● **WHAT THE TASK REQUIRES**
The line containing "task | identify every instance of the white toilet" marks the start; return it and every line after it in the listing below, exactly, through the last.

● **DATA LINES**
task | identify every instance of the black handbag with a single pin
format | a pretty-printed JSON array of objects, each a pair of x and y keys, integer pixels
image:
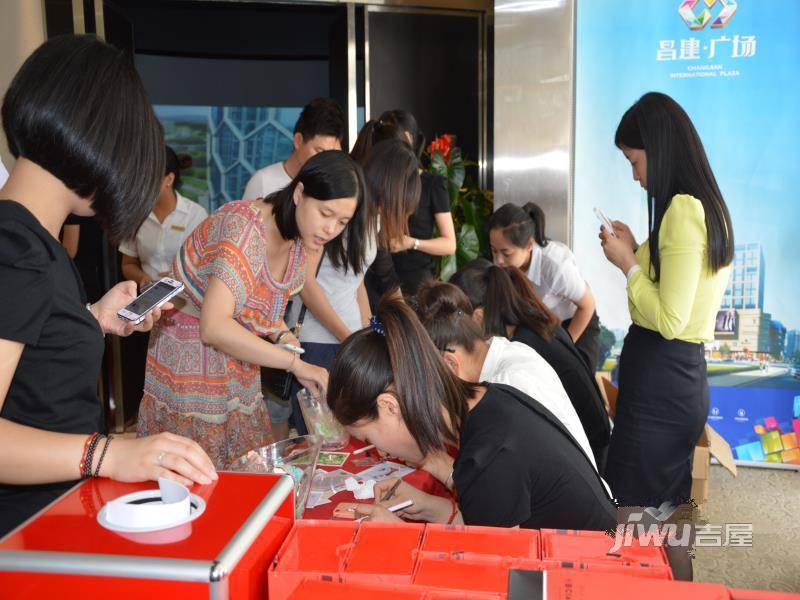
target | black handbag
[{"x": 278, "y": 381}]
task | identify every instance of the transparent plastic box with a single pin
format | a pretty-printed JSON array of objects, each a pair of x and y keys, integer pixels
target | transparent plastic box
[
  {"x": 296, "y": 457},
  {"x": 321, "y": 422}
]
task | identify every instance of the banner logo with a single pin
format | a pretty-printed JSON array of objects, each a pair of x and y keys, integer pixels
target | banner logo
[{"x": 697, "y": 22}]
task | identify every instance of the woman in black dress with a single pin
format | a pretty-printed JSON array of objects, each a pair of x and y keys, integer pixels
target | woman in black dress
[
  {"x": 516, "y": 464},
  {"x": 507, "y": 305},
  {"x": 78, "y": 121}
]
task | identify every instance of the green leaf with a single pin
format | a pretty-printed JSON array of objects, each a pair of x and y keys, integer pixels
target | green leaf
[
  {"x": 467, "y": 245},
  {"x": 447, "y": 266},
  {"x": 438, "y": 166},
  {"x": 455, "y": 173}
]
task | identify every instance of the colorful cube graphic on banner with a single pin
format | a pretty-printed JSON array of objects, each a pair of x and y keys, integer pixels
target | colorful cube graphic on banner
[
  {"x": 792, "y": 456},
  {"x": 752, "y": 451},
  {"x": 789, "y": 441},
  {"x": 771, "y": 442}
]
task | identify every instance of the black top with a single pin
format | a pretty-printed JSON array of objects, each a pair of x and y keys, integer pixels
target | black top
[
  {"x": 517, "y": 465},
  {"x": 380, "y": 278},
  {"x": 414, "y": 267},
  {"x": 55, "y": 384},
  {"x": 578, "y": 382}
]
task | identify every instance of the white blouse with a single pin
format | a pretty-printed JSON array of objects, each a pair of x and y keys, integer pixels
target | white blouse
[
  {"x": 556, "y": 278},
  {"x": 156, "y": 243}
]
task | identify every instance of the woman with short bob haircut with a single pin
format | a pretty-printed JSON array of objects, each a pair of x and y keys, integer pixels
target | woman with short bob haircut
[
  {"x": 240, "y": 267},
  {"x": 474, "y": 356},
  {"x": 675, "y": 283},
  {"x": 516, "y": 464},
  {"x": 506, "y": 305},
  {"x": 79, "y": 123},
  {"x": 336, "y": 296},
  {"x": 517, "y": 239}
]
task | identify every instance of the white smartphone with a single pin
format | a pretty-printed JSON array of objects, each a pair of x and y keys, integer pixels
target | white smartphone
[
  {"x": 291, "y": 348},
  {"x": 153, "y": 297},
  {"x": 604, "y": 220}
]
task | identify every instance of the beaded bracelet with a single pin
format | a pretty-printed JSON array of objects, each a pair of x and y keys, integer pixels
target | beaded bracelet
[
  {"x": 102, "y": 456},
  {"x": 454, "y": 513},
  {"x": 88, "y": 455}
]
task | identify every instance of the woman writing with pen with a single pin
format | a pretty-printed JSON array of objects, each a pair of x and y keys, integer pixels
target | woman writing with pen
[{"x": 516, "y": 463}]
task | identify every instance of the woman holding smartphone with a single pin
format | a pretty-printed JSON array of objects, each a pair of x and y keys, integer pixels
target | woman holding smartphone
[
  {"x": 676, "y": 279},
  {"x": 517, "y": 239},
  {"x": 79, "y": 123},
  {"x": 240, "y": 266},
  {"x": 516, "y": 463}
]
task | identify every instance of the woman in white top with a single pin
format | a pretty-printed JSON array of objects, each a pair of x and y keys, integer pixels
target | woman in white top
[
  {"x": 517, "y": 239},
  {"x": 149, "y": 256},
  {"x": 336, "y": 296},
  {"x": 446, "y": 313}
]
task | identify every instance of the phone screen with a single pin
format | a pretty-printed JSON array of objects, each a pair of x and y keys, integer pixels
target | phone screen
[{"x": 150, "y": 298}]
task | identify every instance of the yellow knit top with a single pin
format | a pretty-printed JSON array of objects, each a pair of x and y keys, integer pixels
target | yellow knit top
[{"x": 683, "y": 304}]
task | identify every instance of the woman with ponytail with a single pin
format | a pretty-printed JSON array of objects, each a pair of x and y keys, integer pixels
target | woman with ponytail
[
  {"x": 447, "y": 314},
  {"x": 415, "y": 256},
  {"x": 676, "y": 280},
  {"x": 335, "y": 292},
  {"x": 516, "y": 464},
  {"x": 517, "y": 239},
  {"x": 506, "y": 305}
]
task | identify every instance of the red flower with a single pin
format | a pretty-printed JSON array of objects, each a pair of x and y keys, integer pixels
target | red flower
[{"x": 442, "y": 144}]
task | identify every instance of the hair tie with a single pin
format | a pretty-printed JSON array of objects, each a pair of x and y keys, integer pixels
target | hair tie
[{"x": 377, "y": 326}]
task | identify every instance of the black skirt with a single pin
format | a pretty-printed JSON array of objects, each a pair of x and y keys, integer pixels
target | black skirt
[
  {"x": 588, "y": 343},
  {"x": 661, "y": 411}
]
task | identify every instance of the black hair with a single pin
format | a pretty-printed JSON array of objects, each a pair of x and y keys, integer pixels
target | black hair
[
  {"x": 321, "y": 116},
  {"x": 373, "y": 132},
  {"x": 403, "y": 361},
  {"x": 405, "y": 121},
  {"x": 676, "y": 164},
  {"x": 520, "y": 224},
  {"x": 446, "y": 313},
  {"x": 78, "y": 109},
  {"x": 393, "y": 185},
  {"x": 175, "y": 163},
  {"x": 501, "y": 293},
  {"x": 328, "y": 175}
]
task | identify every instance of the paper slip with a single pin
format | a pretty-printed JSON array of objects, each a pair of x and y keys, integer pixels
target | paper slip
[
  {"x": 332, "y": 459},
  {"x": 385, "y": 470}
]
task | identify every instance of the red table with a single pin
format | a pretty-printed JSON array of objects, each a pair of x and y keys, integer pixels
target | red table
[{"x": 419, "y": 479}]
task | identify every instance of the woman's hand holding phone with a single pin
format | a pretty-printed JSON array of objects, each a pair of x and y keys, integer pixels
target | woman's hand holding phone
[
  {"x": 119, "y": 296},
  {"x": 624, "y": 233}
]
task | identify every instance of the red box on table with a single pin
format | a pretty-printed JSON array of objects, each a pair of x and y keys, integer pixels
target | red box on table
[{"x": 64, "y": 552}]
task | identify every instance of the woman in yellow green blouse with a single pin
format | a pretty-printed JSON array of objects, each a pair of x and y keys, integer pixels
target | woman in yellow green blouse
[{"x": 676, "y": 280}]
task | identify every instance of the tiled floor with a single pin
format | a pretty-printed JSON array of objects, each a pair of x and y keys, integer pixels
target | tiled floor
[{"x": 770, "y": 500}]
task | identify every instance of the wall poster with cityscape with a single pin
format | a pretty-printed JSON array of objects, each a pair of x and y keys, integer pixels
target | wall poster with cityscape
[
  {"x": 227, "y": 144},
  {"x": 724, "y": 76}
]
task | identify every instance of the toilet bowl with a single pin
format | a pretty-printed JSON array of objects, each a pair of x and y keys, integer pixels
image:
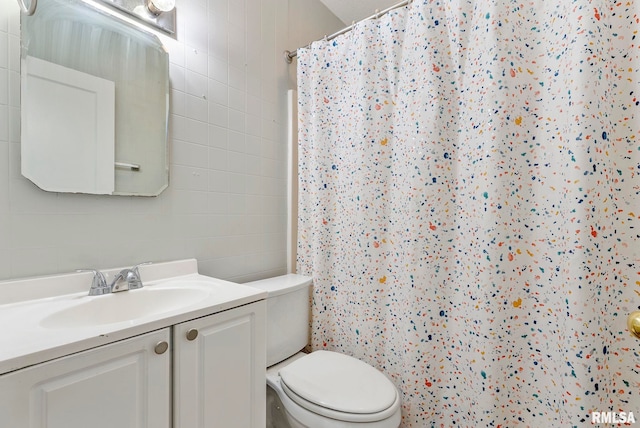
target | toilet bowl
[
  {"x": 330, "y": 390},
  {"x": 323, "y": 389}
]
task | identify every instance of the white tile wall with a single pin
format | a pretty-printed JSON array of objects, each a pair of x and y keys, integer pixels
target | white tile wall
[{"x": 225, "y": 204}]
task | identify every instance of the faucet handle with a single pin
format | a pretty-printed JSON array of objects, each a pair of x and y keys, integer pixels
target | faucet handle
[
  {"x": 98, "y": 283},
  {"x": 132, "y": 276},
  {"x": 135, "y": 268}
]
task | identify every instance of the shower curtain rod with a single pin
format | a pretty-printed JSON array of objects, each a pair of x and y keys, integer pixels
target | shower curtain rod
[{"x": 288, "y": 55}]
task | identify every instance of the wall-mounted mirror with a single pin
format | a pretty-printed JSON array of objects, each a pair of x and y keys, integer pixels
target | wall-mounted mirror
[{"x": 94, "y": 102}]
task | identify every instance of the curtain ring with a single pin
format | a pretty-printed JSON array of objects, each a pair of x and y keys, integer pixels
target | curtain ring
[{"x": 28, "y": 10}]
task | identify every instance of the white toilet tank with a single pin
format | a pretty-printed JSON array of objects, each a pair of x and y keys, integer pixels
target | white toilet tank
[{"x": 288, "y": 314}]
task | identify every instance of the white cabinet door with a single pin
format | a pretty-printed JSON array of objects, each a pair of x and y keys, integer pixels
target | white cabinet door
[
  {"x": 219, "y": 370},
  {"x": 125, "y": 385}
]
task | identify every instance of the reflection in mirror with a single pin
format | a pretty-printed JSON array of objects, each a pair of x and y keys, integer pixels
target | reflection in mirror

● **COMPLETE OUTPUT**
task | identify every instance of the white toilet tank with a single pin
format | a pretty-printed JSON array of objects, each a pair of x and y keys, integer pixels
target | white toilet tank
[{"x": 288, "y": 314}]
task | identify every instance of the white cabinet door with a single pin
format | a pretty-printed JSON array of objects, each a pair of x and y keys, integer pixels
target | white cabinet door
[
  {"x": 219, "y": 370},
  {"x": 125, "y": 385}
]
task | identify every instance of the reflection in mirror with a single pin
format | a pretty-printed JSON array of objects, each a pair of x and y keys, integer pixels
target | reflection in mirror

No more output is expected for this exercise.